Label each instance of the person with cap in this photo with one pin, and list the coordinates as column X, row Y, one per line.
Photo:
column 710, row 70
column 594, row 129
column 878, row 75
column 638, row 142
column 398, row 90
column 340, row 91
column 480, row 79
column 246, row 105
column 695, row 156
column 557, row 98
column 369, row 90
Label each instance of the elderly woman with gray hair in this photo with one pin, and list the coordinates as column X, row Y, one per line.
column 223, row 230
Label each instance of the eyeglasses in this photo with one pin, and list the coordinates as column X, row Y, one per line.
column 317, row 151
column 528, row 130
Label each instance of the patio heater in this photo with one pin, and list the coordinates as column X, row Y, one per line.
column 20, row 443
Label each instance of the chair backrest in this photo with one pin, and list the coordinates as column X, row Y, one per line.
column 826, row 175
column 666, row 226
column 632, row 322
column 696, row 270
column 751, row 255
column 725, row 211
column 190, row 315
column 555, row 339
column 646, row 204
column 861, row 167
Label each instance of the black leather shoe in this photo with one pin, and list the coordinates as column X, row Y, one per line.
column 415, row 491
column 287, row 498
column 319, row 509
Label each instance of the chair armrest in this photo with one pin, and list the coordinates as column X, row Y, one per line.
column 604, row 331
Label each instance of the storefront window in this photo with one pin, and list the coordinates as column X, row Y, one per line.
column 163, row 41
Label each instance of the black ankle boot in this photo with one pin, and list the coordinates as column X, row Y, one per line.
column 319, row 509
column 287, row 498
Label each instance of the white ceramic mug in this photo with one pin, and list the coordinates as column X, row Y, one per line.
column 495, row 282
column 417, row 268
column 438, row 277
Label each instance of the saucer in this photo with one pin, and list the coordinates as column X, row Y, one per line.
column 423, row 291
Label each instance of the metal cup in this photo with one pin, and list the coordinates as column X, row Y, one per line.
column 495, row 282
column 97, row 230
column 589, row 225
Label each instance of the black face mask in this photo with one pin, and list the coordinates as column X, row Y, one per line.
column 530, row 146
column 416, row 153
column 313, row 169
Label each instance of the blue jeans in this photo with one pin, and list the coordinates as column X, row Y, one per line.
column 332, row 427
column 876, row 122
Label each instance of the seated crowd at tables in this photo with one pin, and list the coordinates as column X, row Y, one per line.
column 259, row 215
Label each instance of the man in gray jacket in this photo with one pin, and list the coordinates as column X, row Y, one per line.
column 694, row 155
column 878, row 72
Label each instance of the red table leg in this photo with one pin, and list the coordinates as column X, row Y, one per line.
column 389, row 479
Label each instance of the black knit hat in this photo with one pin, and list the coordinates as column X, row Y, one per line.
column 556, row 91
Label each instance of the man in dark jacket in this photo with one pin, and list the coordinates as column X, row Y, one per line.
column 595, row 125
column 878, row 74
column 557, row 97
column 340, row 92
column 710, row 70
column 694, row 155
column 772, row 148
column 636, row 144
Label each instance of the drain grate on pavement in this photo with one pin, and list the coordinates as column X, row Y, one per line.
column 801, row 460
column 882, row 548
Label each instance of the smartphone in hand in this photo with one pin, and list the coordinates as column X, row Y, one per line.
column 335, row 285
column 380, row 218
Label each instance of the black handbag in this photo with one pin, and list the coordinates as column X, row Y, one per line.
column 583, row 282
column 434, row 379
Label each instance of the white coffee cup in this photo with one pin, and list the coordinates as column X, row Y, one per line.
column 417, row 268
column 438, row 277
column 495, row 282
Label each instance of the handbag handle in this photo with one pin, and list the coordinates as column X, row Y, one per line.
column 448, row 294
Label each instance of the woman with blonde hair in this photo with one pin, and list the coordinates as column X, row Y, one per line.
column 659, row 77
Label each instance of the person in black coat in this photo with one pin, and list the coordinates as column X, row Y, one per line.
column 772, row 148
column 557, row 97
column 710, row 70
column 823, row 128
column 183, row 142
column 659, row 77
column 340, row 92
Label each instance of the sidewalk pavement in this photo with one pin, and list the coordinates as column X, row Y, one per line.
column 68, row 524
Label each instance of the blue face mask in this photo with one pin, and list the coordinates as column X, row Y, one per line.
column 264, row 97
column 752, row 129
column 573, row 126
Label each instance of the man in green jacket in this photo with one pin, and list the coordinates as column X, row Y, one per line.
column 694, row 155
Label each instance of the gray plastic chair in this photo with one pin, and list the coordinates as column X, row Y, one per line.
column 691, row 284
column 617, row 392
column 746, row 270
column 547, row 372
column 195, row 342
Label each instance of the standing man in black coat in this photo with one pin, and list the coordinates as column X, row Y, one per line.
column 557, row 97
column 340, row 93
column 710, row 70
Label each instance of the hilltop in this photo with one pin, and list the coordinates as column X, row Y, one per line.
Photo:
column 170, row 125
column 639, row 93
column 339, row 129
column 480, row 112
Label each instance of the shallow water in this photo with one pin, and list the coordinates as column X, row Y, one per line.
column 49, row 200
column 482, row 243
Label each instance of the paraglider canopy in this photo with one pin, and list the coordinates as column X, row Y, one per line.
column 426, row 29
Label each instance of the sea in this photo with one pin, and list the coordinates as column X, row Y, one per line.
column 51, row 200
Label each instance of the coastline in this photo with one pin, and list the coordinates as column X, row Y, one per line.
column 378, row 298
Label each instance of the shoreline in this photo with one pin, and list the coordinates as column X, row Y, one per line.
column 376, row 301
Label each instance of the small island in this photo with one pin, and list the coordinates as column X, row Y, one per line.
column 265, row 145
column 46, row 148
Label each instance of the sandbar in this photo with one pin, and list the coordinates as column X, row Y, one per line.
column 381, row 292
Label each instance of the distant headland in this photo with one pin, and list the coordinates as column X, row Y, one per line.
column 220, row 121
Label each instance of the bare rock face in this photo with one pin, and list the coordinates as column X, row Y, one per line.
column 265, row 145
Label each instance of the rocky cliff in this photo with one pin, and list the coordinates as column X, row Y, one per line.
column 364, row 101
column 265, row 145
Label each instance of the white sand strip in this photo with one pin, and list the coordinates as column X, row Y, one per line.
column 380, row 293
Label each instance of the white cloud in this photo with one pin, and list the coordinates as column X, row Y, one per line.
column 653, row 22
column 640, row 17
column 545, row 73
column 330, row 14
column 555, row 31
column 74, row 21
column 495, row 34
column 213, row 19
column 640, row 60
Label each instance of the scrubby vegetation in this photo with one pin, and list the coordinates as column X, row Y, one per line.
§
» Instructions to follow: Every record above must be duplicated exactly.

» Finished task:
Label each instance of the person with cap in this photo with one pin, and list the coordinates as column X, row Y, one per line.
Photo:
column 710, row 70
column 594, row 129
column 878, row 75
column 638, row 142
column 398, row 90
column 340, row 91
column 480, row 79
column 246, row 105
column 695, row 156
column 557, row 98
column 369, row 90
Label each instance of the elderly woman with gray hair in this photo with one pin, and list the coordinates as column X, row Y, one per line.
column 223, row 230
Label each instance of the eyeglasses in this photo with one pin, and list the coordinates as column X, row Y, one per line.
column 317, row 151
column 528, row 130
Label each instance of the patio heater in this photo with one pin, and list the coordinates as column X, row Y, one per line.
column 20, row 443
Label each instance of the chair backrest in this photo with one pin, and list the coordinates as column X, row Y, one per line.
column 826, row 175
column 666, row 226
column 632, row 322
column 696, row 270
column 751, row 255
column 725, row 211
column 190, row 315
column 555, row 339
column 646, row 204
column 861, row 167
Label each instance of the black leather shoe in this photo with one pin, and list the coordinates as column X, row Y, one per line.
column 415, row 491
column 287, row 498
column 319, row 509
Label each instance of the chair armrest in this photo with one pin, and list the coordinates as column X, row Y, one per line.
column 604, row 331
Label each instance of the storefront window in this photo with one pin, and list the coordinates as column X, row Y, one per line.
column 163, row 41
Label each instance of the black ankle boot in this photo with one pin, and list the coordinates as column X, row Y, one per line.
column 319, row 509
column 287, row 498
Label each instance of the white ceramic mug in this photo with one pin, and list the coordinates as column X, row Y, one per line.
column 495, row 282
column 417, row 268
column 438, row 277
Label each instance of the saucer in this photo with one pin, and list the coordinates as column X, row Y, one per line.
column 423, row 291
Label each instance of the metal cup in this photo with one pin, and list the coordinates as column X, row Y, one per line.
column 495, row 282
column 97, row 230
column 589, row 225
Label each instance of the black face mask in this photo with one pin, and list the coordinates as column X, row Y, one per line.
column 530, row 146
column 416, row 153
column 313, row 169
Label each instance of the blue jeans in this photo with one pin, and list the coordinates as column X, row Y, one per line.
column 332, row 427
column 876, row 122
Label each instance of the seated crowd at tables in this photo with one pin, and list the coordinates as column X, row Y, one per line.
column 259, row 215
Label each instance of the man in gray jacket in this photo with one pin, and list the coordinates as column X, row Y, one per line.
column 694, row 155
column 878, row 72
Label each instance of the red table leg in this photo with one pin, and list the coordinates as column X, row Y, one per line.
column 389, row 479
Label each instance of the black knit hat in this photo with one pin, and list the coordinates as column X, row Y, one per line.
column 556, row 91
Label each instance of the man in dark jacket in this photo with one pin, and list the coordinates as column X, row Y, one per line.
column 595, row 125
column 878, row 74
column 557, row 97
column 340, row 92
column 710, row 70
column 694, row 155
column 772, row 148
column 636, row 144
Label each instance of the drain grate on pavement in this photo with one pin, and list the coordinates as column X, row Y, one per line.
column 801, row 460
column 882, row 548
Label each instance of the smartphone in hand in this photo with one pin, and list the coordinates as column X, row Y, one per line.
column 335, row 285
column 380, row 218
Label each instance of the black handbag in this photo with one pin, and list the coordinates as column X, row Y, one per line.
column 583, row 282
column 434, row 379
Label each instance of the white coffee cup in this photo with one pin, and list the coordinates as column X, row Y, one per line.
column 417, row 268
column 438, row 277
column 495, row 282
Label each instance of the handbag handle in this photo with one pin, and list the coordinates as column X, row Y, one per line.
column 448, row 294
Label each instance of the woman with blonde hair in this photo with one pin, and list the coordinates as column X, row Y, one per line.
column 659, row 77
Label each instance of the person in black coat in this photo with one pin, and list the coordinates as column X, row Y, one per line.
column 772, row 148
column 557, row 97
column 710, row 70
column 823, row 128
column 183, row 142
column 659, row 77
column 340, row 92
Label each instance of the sidewalk pavement in this photo with one pin, and list the coordinates as column X, row Y, one per line.
column 68, row 524
Label each instance of the blue face mask in this photo with one pin, and list the coordinates as column X, row Y, one per line.
column 264, row 97
column 752, row 129
column 573, row 126
Label each instance of the man in green jacket in this photo with one pin, and list the coordinates as column X, row Y, one per line.
column 694, row 155
Label each instance of the gray plastic chair in this photo with one pin, and list the coordinates as column X, row Y, one per line.
column 691, row 284
column 617, row 392
column 746, row 270
column 547, row 372
column 195, row 342
Label each instance of the standing man in black coat in this photo with one pin, and list the coordinates as column X, row Y, one per line.
column 557, row 97
column 340, row 93
column 710, row 70
Label each instance of the hilltop in this photo with one pin, and list the coordinates as column X, row Y, one per line.
Photo:
column 170, row 125
column 639, row 93
column 339, row 129
column 480, row 112
Label each instance of the shallow water in this photo with one pin, and list the coordinates as column X, row Y, one per line.
column 49, row 200
column 482, row 243
Label each instance of the paraglider canopy in this photo with one pin, and list the coordinates as column X, row Y, one per line.
column 426, row 29
Label each instance of the sea in this photo with one pin, and list the coordinates as column X, row Y, one per line.
column 51, row 200
Label each instance of the coastline in this photo with one pin, and list the coordinates as column X, row Y, one per line.
column 378, row 298
Label each instance of the shoreline in this photo with one pin, and list the coordinates as column X, row Y, one per line.
column 376, row 301
Label each instance of the small island in this photo with one pin, and list the coordinates as column X, row Y, one per line.
column 265, row 145
column 46, row 148
Label each instance of the sandbar in this photo with one pin, and list the coordinates as column X, row Y, one per line.
column 381, row 292
Label each instance of the distant headland in this photo with one pin, and list the coordinates as column X, row Y, one per line.
column 220, row 121
Label each instance of the bare rock face in this photo with one pin, and list the coordinates as column X, row Y, one per line.
column 265, row 145
Label each instance of the rocky cliff in this photo with one pin, and list the coordinates as column X, row Y, one per line.
column 364, row 101
column 265, row 145
Label each instance of the white sand strip in this photo with one pin, and list the coordinates as column X, row Y, one per line.
column 380, row 293
Label each instance of the white cloud in this photo with one pin, and list the coordinates as column X, row Y, one per line.
column 653, row 22
column 640, row 17
column 545, row 73
column 330, row 14
column 555, row 31
column 74, row 21
column 495, row 34
column 213, row 19
column 640, row 60
Label each instance of the scrubby vegetation in this photo with one pin, and list the coordinates as column X, row Y, one per line.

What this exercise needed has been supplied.